Texte collectif de Charlotte Huard, Vinciane Cousin, Jeanne-Marie Rugira et Marie Nicolas.
Plurielles, c’est un territoire qui laisse place aux savoirs féministes, ceux de l’intime comme du social, du politique comme du poétique. Nous y dévoilons sans honte ni crainte ces histoires qui traversent nos corps, nos rêves et nos intuitions. Tout part de là.
Il faudra d’abord oser. Oser parler et s’en parler. Il nous faudra du temps. Beaucoup de temps pour dire ce qui ne se dit jamais. Un espace pour déposer ce qu’on ne lit nulle part, pour s’incarner. Pour faire chair de nos ombres et de nos grâces. Il faudra tenter de rallumer les désirs au fond des ventres. Nous rappeler leur sagesse. Leur nécessité. Il nous faudra du feu. Des phrases pour des flammes, des phrases en flammes. Il faudra cracher nos rages. Célébrer nos joies. Habiter nos tremblements. Il faudra écrire comme l’on se vit. Surtout ne rien cacher. Retranscrire l’absurde, ne laisser aucune chance à la violence. Faire le choix de vivre, le dérober à l’Histoire. Il faudra s’enrager assez pour faire trembler. Pour faire peau neuve. Il faudra écrire ces histoires qui font tant de bruit dans le silence. Une promesse ultime de (re)construction, de liberté et de discernement. Arriver à mettre en mots les marges.

Liste des données:

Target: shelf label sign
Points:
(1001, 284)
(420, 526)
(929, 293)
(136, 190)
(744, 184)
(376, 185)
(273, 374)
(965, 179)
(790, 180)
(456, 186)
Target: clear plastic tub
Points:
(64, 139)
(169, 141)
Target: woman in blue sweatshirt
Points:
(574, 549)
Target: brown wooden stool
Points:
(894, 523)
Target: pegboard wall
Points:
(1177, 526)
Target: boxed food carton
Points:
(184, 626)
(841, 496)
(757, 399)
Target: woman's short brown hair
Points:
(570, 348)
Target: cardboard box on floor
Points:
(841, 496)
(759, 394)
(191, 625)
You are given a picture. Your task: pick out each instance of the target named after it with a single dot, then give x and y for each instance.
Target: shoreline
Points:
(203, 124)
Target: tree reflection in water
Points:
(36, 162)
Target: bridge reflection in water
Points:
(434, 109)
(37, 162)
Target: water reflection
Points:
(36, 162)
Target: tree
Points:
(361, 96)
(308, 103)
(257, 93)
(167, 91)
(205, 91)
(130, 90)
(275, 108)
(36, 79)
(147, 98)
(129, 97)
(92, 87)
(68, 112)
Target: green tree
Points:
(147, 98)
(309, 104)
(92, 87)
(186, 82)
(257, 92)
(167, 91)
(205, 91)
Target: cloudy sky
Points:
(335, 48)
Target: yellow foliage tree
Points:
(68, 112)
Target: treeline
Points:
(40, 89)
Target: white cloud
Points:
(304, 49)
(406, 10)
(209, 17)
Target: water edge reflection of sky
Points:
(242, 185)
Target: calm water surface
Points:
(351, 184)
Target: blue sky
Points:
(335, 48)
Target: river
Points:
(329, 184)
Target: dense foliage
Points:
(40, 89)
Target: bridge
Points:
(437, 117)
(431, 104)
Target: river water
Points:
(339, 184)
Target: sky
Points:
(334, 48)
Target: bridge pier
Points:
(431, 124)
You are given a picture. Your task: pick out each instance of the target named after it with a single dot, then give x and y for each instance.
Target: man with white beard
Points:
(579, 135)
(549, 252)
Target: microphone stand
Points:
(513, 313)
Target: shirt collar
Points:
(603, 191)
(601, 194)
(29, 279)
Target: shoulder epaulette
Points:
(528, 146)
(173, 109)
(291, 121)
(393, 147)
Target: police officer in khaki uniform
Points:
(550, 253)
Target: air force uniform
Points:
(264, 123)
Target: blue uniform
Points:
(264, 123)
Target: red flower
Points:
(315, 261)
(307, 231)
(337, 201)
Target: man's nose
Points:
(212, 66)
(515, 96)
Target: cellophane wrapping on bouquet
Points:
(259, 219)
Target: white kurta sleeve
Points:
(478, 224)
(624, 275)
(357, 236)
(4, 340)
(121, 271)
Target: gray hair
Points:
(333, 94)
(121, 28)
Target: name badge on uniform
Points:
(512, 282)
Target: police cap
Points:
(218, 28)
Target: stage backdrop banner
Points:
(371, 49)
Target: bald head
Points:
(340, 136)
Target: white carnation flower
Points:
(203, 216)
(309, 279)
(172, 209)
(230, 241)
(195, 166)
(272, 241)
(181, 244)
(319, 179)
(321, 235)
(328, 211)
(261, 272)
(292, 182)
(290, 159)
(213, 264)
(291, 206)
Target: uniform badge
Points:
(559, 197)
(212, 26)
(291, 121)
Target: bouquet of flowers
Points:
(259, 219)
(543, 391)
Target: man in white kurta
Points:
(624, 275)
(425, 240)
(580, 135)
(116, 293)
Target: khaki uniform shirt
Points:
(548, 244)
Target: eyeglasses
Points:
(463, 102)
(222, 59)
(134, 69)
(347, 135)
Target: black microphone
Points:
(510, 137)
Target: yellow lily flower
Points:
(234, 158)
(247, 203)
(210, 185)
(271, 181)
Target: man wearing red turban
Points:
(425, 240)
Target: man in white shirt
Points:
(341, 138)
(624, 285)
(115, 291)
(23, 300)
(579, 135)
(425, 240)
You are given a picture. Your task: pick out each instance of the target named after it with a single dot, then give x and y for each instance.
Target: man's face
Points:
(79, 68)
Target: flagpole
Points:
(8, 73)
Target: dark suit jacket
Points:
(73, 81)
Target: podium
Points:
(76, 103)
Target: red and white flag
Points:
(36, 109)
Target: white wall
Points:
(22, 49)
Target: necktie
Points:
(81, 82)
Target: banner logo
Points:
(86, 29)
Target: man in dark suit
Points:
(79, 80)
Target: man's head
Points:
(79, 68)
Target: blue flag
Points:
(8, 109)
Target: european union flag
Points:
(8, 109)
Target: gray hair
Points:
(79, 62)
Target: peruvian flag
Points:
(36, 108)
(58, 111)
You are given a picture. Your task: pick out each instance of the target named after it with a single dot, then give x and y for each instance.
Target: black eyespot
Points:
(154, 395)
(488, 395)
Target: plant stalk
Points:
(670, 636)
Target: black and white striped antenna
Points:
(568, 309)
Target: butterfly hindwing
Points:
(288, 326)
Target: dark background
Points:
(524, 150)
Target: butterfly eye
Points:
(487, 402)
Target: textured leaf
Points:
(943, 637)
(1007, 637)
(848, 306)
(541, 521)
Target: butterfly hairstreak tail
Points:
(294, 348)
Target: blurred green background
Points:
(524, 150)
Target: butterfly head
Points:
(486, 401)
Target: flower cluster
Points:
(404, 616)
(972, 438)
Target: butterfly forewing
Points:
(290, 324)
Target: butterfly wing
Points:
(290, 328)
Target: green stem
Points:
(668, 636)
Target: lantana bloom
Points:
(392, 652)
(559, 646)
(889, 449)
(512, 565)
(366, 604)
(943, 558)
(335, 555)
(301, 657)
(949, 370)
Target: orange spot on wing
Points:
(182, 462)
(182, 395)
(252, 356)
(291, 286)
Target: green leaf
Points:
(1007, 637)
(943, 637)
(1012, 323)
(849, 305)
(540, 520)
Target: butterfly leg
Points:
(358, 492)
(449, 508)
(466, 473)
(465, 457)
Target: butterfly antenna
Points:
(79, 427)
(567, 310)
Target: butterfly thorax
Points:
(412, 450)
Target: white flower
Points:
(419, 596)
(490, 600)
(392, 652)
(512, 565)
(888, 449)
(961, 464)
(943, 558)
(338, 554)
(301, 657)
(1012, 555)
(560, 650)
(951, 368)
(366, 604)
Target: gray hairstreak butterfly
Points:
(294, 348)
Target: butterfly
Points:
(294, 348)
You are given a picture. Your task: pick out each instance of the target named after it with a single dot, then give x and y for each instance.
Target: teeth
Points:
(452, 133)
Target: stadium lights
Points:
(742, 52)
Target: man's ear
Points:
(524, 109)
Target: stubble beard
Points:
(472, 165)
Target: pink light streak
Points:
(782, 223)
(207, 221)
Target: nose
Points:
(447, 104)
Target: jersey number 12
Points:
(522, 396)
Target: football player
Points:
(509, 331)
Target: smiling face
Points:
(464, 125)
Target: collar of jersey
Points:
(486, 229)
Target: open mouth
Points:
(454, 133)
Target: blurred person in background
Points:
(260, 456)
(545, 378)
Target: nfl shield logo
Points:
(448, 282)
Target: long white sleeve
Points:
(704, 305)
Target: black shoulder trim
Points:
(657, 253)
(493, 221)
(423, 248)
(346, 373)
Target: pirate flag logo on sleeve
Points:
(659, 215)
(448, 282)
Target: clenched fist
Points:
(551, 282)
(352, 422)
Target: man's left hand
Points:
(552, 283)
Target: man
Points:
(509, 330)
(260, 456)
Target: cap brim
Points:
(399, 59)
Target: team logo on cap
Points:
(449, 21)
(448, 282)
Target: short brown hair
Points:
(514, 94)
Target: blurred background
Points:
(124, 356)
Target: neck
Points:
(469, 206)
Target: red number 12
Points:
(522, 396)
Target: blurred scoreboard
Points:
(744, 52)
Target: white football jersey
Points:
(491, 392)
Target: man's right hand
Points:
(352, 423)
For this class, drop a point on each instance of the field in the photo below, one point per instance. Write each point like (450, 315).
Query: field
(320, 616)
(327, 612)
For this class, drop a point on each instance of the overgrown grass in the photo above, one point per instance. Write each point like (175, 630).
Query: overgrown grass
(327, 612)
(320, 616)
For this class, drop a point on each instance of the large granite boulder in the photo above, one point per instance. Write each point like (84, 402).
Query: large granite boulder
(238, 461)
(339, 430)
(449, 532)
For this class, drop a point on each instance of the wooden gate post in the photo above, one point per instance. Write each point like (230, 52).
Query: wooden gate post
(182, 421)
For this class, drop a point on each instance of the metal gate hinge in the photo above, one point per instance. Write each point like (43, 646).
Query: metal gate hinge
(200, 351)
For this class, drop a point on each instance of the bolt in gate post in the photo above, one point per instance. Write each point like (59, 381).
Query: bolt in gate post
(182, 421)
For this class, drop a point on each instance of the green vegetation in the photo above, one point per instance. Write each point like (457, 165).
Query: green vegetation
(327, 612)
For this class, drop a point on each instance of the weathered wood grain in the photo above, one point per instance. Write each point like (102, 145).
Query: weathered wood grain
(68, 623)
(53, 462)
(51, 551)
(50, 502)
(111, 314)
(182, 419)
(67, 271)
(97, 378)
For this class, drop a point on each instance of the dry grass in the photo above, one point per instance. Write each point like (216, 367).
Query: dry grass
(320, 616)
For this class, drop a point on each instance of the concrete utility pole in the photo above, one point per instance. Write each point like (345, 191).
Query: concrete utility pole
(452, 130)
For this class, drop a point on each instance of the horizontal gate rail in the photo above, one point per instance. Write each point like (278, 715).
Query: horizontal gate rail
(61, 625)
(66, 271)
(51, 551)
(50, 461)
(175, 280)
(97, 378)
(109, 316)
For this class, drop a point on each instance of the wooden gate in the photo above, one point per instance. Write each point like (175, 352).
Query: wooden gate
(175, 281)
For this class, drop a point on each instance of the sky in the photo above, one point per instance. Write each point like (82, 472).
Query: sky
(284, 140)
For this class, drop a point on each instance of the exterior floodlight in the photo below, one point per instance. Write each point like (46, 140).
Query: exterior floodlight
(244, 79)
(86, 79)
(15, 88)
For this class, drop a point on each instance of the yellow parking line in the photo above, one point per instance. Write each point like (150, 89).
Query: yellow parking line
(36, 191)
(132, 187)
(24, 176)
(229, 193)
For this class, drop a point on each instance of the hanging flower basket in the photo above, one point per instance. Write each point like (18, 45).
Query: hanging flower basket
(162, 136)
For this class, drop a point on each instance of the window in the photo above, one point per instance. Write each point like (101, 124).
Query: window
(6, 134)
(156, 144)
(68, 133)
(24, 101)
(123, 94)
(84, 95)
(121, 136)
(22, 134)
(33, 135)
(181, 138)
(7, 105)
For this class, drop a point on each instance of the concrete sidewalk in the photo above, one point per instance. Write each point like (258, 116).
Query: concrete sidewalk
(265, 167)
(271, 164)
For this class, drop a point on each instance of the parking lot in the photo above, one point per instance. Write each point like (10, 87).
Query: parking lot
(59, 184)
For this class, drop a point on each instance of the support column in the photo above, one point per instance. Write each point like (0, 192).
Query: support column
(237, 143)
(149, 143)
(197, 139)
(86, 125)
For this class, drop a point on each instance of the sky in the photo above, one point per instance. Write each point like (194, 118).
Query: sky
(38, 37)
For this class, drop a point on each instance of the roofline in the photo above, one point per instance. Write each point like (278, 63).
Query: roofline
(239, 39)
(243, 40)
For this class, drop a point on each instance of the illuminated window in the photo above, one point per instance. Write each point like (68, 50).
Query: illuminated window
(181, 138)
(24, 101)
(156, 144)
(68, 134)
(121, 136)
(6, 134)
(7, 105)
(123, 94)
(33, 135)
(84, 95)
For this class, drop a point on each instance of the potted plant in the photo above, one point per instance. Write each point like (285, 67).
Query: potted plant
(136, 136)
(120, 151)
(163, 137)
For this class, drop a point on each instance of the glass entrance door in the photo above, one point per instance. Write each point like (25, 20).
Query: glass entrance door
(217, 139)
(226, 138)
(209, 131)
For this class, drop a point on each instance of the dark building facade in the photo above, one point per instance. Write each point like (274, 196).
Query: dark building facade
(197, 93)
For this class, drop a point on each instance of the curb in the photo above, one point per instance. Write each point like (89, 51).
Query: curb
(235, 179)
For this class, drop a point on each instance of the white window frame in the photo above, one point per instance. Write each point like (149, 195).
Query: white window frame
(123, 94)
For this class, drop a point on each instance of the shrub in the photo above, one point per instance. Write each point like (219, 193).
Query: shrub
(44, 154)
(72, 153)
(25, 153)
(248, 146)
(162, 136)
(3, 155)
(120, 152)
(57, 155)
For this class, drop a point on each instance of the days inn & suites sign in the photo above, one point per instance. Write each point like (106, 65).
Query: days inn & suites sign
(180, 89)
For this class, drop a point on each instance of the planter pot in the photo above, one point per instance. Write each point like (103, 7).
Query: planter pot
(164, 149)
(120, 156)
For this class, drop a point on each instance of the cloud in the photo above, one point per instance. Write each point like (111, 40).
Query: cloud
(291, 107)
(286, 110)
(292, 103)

**La consigne:** Recopiez le passage du texte sur Plurielles compris entre « Texte collectif de » et « part de là. », ces deux segments inclus.

**Solution proposée:**
Texte collectif de Charlotte Huard, Vinciane Cousin, Jeanne-Marie Rugira et Marie Nicolas.
Plurielles, c’est un territoire qui laisse place aux savoirs féministes, ceux de l’intime comme du social, du politique comme du poétique. Nous y dévoilons sans honte ni crainte ces histoires qui traversent nos corps, nos rêves et nos intuitions. Tout part de là.